= Given request =
In the court opinion excerpt below, under what condition will a trial court's classification of property as marital or separate be reversed on appeal?

= Passage shown =

Husband contends on appeal that the circuit court erred in finding husband's company was transmuted into a hybrid entity by virtue of the personal efforts of husband and that there was an increase in value of the company related to those efforts. We agree with husband.

Code 20-107.3(A) provides in relevant part that

[u]pon decreeing the dissolution of a marriage . . . the court, upon request of either party, (i) shall determine the legal title as between the parties, and the ownership and value of all property, real or personal, tangible or intangible, of the parties and shall consider which of such property is separate property, which is marital property, and which is part separate and part marital property . . . .

"In reviewing an equitable distribution award on appeal, we have recognized that the trial court's job is a difficult one, and we rely heavily on the discretion of the trial judge in weighing the many considerations and circumstances that are presented in each case." Klein v. Klein, 11 Va. App. 155, 161, 396 S.E.2d 866, 870 (1990) (citing Artis v. Artis, 4 Va. App. 132, 137, 354 S.E.2d 812, 815 (1987)). Moreover, since "[t]he trial court's classification of property as marital or separate is a factual finding . . . that classification will be reversed on appeal only if it is `plainly wrong or without evidence to support it.'" Duva v. Duva, 55 Va. App. 286, 293, 685 S.E.2d 842, 846 (2009) (quoting Ranney v. Ranney, 45 Va. App. 17, 31-32, 608 S.E.2d 485, 492 (2005)).

= Dataset content =
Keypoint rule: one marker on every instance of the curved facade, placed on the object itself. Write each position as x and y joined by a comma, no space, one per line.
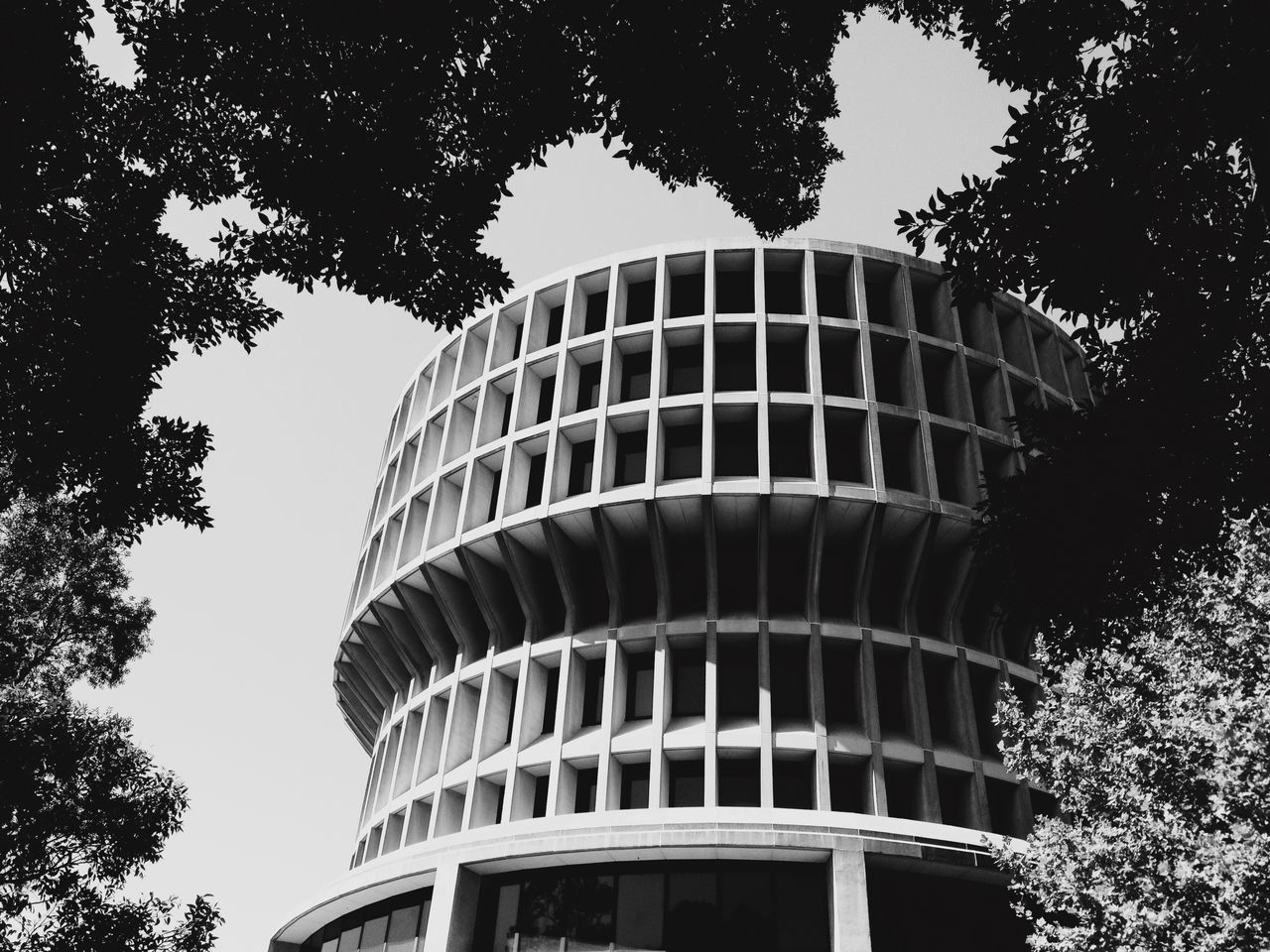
665,633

= Final result =
Only if it is plainly wrong or without evidence to support it.